▶ Text excerpt:
***

# Session 2: Embeddings and RAG Assignment

## Overview
This notebook implements a Retrieval Augmented Generation (RAG) system using Python, OpenAI embeddings, and vector similarity search.

## Tasks
1. **Imports and Utilities** - Set up required libraries and helper functions
2. **Documents** - Load and process text documents
3. **Embeddings and Vectors** - Generate embeddings and create vector database
4. **Prompts** - Create effective prompts for the RAG system
5. **Retrieval Augmented Generation** - Implement the complete RAG pipeline

## Activity #1: Augment RAG
Enhance the RAG system with additional features like PDF support, metadata, or different embedding models.


## Task 1: Imports and Utilities


In [None]:
# Core libraries
import os
import json
import asyncio
from typing import List, Dict, Any, Optional
from dataclasses import dataclass
import numpy as np
from pathlib import Path

# OpenAI and embeddings
import openai
from openai import AsyncOpenAI

# Vector operations
from sklearn.metrics.pairwise import cosine_similarity
import pickle

# Document processing
import PyPDF2
import requests
from bs4 import BeautifulSoup

# Set up OpenAI client
client = AsyncOpenAI(api_key=os.getenv('OPENAI_API_KEY'))

print("✅ Imports completed successfully!")


### Question 1: What is the purpose of using async/await in the OpenAI client setup?

**Answer:** Async/await allows for non-blocking operations when making API calls to OpenAI. This means that when generating embeddings for multiple documents, the code can process multiple requests concurrently rather than waiting for each one to complete sequentially. This significantly improves performance and reduces total processing time, especially when dealing with large document collections.


## Task 2: Documents


In [None]:
@dataclass
class Document:
    """Represents a document with content and metadata."""
    content: str
    source: str
    page_number: Optional[int] = None
    file_type: str = "text"
    
    def __post_init__(self):
        # Clean and normalize content
        self.content = self.content.strip()
        if len(self.content) < 10:
            raise ValueError("Document content too short")

def load_text_file(file_path: str) -> Document:
    """Load a text file and return a Document object."""
    try:
        with open(file_path, 'r', encoding='utf-8') as f:
            content = f.read()
        return Document(
            content=content,
            source=file_path,
            file_type="text"
        )
    except Exception as e:
        print(f"Error loading {file_path}: {e}")
        return None

def load_pdf_file(file_path: str) -> List[Document]:
    """Load a PDF file and return a list of Document objects (one per page)."""
    documents = []
    try:
        with open(file_path, 'rb') as f:
            pdf_reader = PyPDF2.PdfReader(f)
            for page_num, page in enumerate(pdf_reader.pages, 1):
                content = page.extract_text().strip()
                if content and len(content) > 10:
                    documents.append(Document(
                        content=content,
                        source=file_path,
                        page_number=page_num,
                        file_type="pdf"

***

▶ Supplied data:
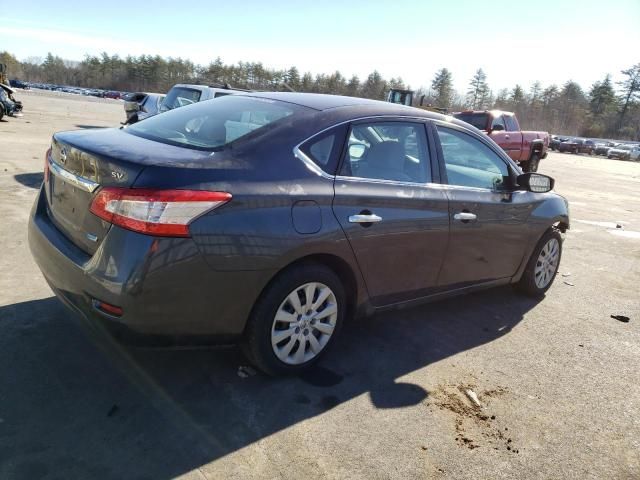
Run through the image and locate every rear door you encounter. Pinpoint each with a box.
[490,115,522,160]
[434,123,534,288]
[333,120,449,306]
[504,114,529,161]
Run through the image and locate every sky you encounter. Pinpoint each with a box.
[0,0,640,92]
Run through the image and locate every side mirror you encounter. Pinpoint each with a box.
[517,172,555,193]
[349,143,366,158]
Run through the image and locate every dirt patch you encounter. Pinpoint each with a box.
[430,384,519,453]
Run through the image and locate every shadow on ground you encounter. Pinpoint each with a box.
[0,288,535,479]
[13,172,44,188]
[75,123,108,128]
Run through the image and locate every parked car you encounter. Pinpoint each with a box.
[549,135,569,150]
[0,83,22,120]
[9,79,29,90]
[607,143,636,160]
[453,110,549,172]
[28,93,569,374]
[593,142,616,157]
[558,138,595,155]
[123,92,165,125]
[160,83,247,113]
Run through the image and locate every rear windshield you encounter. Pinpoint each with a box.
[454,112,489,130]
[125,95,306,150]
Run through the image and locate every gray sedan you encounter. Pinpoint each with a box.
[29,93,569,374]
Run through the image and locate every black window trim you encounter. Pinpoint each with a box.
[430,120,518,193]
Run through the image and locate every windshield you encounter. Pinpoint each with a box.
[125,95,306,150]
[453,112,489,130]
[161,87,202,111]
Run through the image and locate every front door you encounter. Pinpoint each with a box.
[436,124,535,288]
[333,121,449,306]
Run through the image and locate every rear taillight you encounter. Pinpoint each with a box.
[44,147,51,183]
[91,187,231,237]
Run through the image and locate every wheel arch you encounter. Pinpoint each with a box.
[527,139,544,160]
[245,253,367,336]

***

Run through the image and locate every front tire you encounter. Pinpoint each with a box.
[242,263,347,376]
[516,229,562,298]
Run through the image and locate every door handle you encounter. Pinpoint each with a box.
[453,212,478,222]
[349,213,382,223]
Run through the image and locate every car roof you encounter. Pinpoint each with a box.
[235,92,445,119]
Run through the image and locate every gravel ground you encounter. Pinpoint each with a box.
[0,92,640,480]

***

Rewrite the assignment notebook text starting at "## Overview" and ending at "different embedding models.", with "PDF support" changed to "Markdown support". The listing has nothing to do with what comes next.

## Overview
This notebook implements a Retrieval Augmented Generation (RAG) system using Python, OpenAI embeddings, and vector similarity search.

## Tasks
1. **Imports and Utilities** - Set up required libraries and helper functions
2. **Documents** - Load and process text documents
3. **Embeddings and Vectors** - Generate embeddings and create vector database
4. **Prompts** - Create effective prompts for the RAG system
5. **Retrieval Augmented Generation** - Implement the complete RAG pipeline

## Activity #1: Augment RAG
Enhance the RAG system with additional features like Markdown support, metadata, or different embedding models.